Nach Katastrophe: "Die Hilfe kommt garantiert an"

Rot-Kreuz-Generalsekretär Werner Kerschbaum und Caritas-Präsident Michael Landau im KURIER-Interview über die katastrophale Situation nach dem Hochwasser in Bosnien und Serbien und die Notwendigkeit lang anhaltender Hilfe.

KURIER: Rund 1,6 Millionen Menschen sind vom Hochwasser in Südosteuropa betroffen. Wie schafft man es, dass die Hilfe wirklich bei jenen Leuten ankommt, die sie brauchen?

Werner Kerschbaum: Erste Voraussetzung ist, das man sich vorab orientiert, wo die Schwerpunkte der Hilfe sein sollen. Wir müssen uns bewusst sein, dass wir als humanitäre Organisationen nur einen Teil der Hilfe leisten können. In Bosnien und Serbien lebt eine große Anzahl von Menschen, die auch ohne Hochwasser von Armut betroffen ist. In beiden Staaten war ein Gebiet so groß wie Oberösterreich überflutet.

Michael Landau: Die rasche Hilfe aus Österreich ist bei den Menschen sehr stark registriert worden. Es gibt eine große Dankbarkeit im Land. Ich sage das auch mit einem großen Danke an die Leserinnen und Leser des KURIER, weil es ein starkes Zeichen ist, dass wir unsere Nachbarn nicht im Stich lassen.

Nach Katastrophe: "Die Hilfe kommt garantiert an"

Zu Beginn setzte man auf Nothilfe-Maßnahmen.

Landau: In der ersten Phase ist es zunächst einfach um unmittelbare Nothilfe gegangen: Lebensmittel, Wasser, Hygieneartikel. Wir haben als Caritas 850.000 Euro eingesetzt, um in dieser Phase die Menschen zu unterstützen. Die Hilfe kommt an, das ist für die Menschen sehr wichtig.

Kerschbaum: Beim Hochwasser im Vorjahr, waren in Österreich 5000 Häuser betroffen. In Serbien und Bosnien wurden heuer 100.000 Häuser beschädigt oder zerstört. Das ist eine ganz andere Situation. Man sieht ja auch, wie verheerend das jetzt noch ausschaut.

Landau: Ein Thema ist, dass das Wasser relativ langsam zurückgeht und in einzelnen Dörfern nach wie vor steht. Es regnet seit geraumer Zeit wieder sehr stark. Das macht nicht nur im Hinblick auf den kommenden Winter große Sorgen. Das heißt: Wird es gelingen, die Häuser auch professionell zu trocknen, dass es im Winter zu keiner Schimmelbildung kommt?
######
Zu erledigen -
Wie könnte das Interview zum Hochwasser in Bosnien und Serbien nach Landaus Frage „Wird es gelingen, die Häuser auch professionell zu trocknen, dass es im Winter zu keiner Schimmelbildung kommt?“ weitergehen? Führe es von dort aus fort. Die anschließenden Datensätze sind hier nicht erforderlich.
######
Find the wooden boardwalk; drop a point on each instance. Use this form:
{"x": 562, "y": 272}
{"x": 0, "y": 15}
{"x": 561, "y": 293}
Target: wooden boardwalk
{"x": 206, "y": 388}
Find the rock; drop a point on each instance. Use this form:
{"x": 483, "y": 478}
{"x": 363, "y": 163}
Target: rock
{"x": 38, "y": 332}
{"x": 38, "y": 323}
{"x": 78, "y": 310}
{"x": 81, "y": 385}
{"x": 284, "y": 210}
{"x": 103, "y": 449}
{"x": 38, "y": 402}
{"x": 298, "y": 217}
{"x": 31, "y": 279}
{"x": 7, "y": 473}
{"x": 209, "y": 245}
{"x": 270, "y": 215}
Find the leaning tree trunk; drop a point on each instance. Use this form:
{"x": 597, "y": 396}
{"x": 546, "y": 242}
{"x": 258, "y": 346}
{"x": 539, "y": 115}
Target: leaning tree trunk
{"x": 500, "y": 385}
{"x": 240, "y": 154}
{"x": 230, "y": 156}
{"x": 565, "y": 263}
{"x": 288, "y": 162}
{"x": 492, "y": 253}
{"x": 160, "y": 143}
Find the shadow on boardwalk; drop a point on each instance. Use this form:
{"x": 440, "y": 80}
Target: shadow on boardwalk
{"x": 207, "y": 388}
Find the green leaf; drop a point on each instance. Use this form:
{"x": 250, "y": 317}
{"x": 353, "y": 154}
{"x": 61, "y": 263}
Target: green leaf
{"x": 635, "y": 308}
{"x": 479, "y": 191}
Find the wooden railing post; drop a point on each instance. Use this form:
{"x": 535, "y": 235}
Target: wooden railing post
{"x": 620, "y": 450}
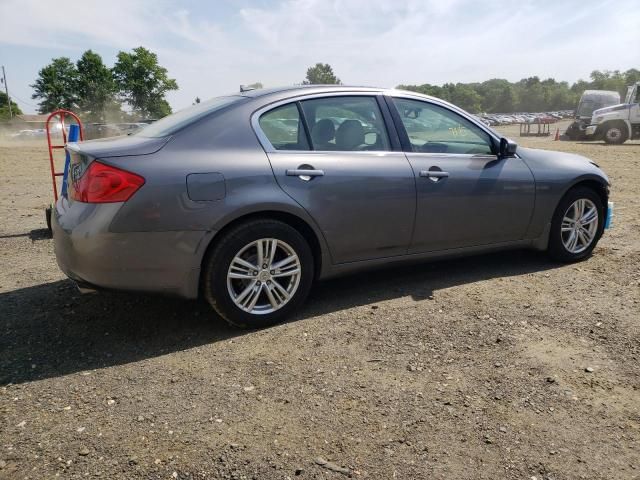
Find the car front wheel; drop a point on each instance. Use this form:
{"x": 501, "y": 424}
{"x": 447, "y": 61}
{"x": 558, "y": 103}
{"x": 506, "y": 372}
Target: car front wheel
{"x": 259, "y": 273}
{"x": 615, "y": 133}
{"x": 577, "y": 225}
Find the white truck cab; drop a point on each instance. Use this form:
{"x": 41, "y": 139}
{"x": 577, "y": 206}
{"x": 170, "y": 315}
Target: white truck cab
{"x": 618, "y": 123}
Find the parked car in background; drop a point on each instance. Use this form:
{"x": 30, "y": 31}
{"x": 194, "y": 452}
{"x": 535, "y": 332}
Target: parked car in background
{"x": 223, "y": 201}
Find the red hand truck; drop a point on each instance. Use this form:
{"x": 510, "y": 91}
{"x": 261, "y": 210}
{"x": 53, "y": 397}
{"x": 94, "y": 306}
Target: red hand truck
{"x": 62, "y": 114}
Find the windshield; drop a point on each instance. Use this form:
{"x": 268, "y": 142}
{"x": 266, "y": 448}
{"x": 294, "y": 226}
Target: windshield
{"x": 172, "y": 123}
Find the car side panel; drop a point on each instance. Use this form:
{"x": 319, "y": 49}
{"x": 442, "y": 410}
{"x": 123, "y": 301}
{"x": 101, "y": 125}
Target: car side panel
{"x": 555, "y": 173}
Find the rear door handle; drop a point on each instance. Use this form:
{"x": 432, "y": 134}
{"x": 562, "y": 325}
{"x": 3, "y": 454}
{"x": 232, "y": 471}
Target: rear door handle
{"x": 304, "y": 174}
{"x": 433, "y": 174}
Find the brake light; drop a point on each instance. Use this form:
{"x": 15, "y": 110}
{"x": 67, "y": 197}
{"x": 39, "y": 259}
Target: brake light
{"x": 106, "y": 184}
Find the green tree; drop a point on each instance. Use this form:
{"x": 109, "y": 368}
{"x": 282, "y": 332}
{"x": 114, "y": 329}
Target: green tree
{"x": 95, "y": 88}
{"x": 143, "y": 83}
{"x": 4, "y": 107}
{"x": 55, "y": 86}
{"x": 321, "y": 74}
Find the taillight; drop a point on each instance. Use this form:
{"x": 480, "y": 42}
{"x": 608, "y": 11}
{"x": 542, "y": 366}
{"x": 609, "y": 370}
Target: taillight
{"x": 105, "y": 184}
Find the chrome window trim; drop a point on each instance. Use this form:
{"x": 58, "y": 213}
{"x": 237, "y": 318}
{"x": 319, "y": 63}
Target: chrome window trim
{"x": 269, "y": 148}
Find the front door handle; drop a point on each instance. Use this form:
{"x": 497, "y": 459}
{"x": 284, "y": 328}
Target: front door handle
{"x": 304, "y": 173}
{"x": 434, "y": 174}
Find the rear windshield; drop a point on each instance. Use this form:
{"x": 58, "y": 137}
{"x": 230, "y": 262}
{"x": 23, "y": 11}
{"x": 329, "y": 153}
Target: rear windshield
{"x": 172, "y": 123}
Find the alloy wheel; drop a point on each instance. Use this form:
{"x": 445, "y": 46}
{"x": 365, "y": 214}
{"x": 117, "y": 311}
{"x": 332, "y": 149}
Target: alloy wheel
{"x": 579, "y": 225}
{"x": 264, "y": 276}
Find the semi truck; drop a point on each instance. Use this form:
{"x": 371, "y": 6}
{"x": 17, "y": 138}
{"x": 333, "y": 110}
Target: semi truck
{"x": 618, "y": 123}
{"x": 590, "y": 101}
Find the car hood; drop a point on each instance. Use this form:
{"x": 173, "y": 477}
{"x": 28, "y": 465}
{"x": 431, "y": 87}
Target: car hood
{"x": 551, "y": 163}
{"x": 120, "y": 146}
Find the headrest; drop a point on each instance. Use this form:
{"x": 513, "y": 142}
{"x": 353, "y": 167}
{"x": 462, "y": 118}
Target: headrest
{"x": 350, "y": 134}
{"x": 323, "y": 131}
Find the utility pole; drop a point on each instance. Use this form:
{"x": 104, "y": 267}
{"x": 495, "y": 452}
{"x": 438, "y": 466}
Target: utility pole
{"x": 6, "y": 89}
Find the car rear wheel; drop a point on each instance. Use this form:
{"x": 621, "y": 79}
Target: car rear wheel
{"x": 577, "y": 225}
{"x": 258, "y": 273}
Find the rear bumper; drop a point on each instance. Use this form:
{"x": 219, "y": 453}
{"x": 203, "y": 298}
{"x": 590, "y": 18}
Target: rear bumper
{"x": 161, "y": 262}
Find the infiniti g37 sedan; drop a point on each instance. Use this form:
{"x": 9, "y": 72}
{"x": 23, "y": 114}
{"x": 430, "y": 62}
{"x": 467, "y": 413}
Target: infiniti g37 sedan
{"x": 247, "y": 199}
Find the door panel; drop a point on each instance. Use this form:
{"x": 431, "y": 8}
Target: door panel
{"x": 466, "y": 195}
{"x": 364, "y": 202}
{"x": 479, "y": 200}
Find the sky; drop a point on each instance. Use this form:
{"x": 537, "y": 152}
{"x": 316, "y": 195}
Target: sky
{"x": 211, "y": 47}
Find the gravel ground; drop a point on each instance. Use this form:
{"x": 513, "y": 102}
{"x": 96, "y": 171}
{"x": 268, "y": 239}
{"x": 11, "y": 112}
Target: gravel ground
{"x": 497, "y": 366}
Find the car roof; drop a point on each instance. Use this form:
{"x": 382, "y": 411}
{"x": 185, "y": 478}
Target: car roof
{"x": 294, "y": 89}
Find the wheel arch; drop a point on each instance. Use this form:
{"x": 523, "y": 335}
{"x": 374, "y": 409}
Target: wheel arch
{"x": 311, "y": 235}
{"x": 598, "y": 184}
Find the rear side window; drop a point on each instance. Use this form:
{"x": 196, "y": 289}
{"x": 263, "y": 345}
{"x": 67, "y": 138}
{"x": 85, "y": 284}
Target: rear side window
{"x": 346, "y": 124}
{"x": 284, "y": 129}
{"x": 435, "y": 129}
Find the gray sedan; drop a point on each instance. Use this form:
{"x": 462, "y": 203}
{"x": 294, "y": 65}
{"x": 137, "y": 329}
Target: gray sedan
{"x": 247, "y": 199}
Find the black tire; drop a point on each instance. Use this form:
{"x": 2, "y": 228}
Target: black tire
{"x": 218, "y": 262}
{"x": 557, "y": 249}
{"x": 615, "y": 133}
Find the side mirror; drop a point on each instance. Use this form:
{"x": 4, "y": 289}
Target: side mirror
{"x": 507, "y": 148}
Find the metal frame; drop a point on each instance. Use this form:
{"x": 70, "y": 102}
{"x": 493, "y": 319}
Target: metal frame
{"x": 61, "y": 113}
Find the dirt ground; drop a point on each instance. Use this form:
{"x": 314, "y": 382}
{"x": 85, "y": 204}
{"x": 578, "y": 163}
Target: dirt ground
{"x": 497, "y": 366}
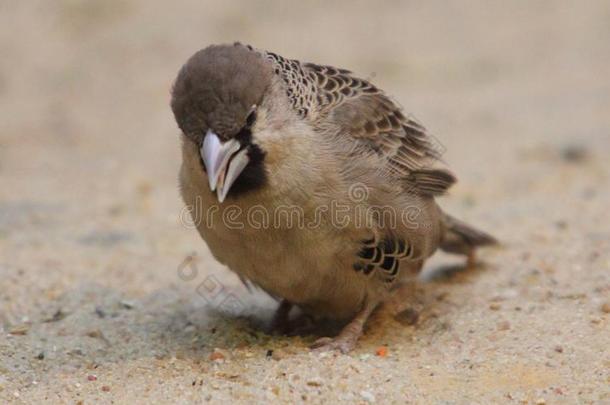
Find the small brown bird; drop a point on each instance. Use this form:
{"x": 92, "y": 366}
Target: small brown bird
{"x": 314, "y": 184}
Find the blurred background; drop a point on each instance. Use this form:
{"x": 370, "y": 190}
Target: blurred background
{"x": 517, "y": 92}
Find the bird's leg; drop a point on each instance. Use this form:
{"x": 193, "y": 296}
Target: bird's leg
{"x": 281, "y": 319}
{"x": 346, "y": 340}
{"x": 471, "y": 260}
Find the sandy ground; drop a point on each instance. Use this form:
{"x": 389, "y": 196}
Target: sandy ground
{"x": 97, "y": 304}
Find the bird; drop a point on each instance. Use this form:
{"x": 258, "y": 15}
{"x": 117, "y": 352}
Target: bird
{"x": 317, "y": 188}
######
Schriftliche Antwort -
Was sind die nächsten geplanten Schritte?

Kerschbaum: Die Akuthilfe klingt langsam aus. Jetzt geht es um den Wiederaufbau, das Trocknen der Häuser, das Wegräumen des Schlammes. Wer weiß, wie es in einem überfluteten Haus aussieht, aus dem man erst nach vier Wochen den Schlamm wegräumen kann, weiß auch, dass man dafür einen Presslufthammer braucht, weil der Schlamm hart wie Beton ist.

Landau: Allein in Bosnien sind 2000 Häuser völlig zerstört. Es kann sein, dass ein Haus von außen in Ordnung ausschaut, aber das Fundament so in Mitleidenschaft gezogen wurde, dass man es abreißen muss. Wo es geht, geht es um Hilfe zur Selbsthilfe. Die Leute sind gewohnt selbst Hand anzulegen. Aber gerade bei alten Menschen, die das nicht können, wird es notwendig sein, entsprechende Hilfsteams zu organisieren.

Kerschbaum: Wir haben zwei Schwerpunkte gesetzt. In Serbien unterstützen wir vier Gemeinden im Bereich des Flusses Morava, mit mehr als 4000 betroffenen Familien. Es geht vor allem um die Bereitstellung von Werkzeug und Material zur Reparatur der Häuser. Wir arbeiten auch mit Barbeträgen, Geld, das man den Menschen in die Hand gibt, damit sie einkaufen, was sie zur Sanierung der Häuser brauchen. Der zweite Bereich ist die Bosnien-Hilfe. Im Mündungsgebiet von der Bosna in die Save, das ist Flachland im Norden des Landes, das ausgesehen hat wie eine Badewanne. Saatgut ist uns auch ein Anliegen.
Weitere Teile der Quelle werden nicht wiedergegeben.